begin

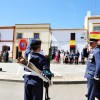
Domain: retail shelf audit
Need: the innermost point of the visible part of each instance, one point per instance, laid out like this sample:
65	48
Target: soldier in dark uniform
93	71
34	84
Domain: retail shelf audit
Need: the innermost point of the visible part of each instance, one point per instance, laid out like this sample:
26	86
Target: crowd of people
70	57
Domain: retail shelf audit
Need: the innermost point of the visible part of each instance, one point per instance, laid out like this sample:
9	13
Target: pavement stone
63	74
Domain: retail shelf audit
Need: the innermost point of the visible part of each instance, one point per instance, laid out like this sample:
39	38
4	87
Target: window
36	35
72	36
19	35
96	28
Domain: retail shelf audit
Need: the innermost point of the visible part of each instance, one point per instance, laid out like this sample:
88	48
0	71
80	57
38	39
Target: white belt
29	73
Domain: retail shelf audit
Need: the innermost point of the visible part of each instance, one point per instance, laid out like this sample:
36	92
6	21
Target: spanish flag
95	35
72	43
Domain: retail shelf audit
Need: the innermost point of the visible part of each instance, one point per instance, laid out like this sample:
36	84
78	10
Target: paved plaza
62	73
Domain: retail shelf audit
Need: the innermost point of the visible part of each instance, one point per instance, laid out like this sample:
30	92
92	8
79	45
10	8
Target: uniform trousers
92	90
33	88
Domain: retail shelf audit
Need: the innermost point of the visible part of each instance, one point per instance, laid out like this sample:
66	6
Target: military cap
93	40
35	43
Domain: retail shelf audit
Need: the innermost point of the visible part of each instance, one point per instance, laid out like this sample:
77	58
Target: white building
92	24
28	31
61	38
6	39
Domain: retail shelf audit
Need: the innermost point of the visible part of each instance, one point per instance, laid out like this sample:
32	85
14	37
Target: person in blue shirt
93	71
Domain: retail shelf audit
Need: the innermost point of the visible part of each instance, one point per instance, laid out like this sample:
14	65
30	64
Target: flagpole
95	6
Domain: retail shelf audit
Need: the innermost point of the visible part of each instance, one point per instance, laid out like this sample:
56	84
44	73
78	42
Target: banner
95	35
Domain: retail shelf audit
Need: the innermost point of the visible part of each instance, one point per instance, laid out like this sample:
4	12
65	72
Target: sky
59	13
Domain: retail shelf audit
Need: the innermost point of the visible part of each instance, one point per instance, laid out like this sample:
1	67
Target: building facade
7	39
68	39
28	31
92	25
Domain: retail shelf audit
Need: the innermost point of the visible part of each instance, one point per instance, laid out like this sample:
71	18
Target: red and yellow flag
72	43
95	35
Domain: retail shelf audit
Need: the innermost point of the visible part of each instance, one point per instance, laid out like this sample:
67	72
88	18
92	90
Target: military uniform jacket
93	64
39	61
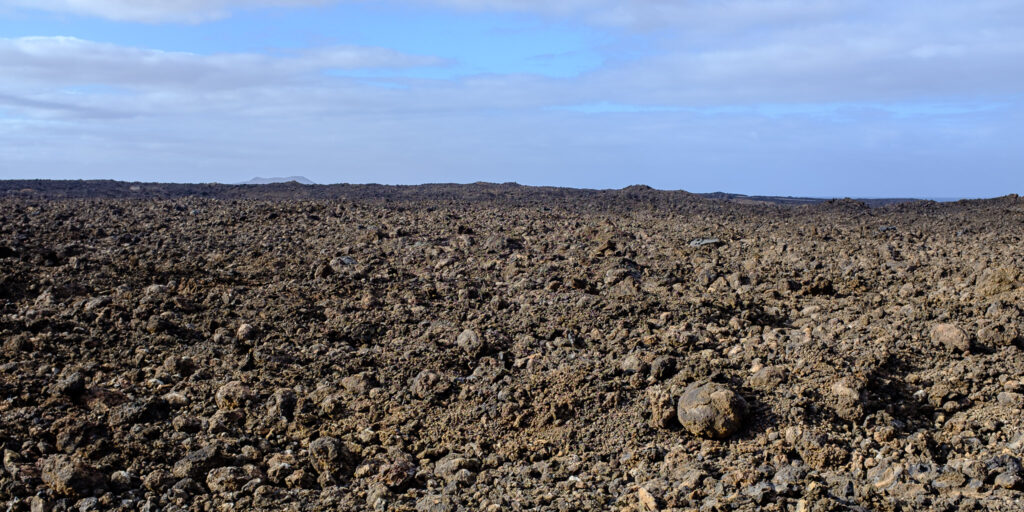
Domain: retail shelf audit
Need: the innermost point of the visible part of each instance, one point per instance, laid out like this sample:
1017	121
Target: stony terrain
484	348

end
begin

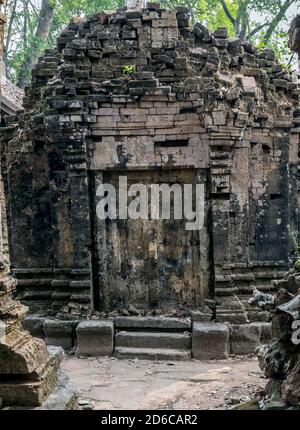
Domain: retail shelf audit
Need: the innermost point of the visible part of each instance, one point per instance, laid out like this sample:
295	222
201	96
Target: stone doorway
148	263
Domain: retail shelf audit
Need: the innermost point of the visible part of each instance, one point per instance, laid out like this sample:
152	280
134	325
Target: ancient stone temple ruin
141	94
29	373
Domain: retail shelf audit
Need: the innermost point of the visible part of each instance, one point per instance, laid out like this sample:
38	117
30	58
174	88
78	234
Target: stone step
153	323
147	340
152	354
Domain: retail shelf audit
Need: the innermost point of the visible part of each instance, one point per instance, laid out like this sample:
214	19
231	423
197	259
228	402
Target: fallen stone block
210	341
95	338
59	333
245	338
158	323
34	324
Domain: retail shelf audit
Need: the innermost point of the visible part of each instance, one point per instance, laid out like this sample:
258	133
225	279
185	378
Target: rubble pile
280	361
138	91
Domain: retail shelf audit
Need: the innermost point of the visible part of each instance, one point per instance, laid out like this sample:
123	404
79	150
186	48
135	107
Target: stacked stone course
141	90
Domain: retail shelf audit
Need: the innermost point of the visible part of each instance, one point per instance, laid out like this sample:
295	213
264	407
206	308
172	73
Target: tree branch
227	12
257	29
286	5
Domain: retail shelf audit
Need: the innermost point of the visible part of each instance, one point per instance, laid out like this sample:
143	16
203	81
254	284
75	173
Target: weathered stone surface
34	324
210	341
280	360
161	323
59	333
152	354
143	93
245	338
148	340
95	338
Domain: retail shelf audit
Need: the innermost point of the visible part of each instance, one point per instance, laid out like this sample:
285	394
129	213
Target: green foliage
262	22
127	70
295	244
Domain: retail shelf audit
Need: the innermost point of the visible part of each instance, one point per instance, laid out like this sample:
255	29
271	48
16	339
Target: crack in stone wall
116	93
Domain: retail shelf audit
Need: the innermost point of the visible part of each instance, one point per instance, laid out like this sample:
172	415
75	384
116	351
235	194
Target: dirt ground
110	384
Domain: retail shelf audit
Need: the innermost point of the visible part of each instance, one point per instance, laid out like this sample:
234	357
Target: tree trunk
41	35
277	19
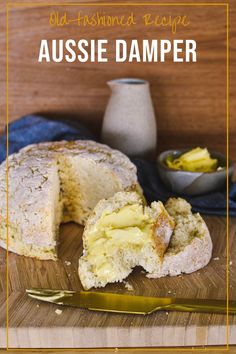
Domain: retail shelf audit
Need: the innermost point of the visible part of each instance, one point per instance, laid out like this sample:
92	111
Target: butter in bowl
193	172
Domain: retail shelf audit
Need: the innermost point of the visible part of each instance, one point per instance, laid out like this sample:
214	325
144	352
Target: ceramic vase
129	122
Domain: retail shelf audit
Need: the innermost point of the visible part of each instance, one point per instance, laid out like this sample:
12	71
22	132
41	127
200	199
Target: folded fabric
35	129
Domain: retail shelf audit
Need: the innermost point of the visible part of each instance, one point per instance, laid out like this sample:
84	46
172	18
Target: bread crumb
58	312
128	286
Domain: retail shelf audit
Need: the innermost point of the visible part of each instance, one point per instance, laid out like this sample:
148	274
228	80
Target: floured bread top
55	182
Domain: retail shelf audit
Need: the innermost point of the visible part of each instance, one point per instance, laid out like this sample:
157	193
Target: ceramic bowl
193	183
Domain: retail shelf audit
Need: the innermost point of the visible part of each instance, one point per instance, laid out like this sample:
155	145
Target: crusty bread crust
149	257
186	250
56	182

end

__REQUEST__: Please return every line of the listing above that contains the word "tree".

__CORRECT RESULT__:
Target: tree branch
Target: tree trunk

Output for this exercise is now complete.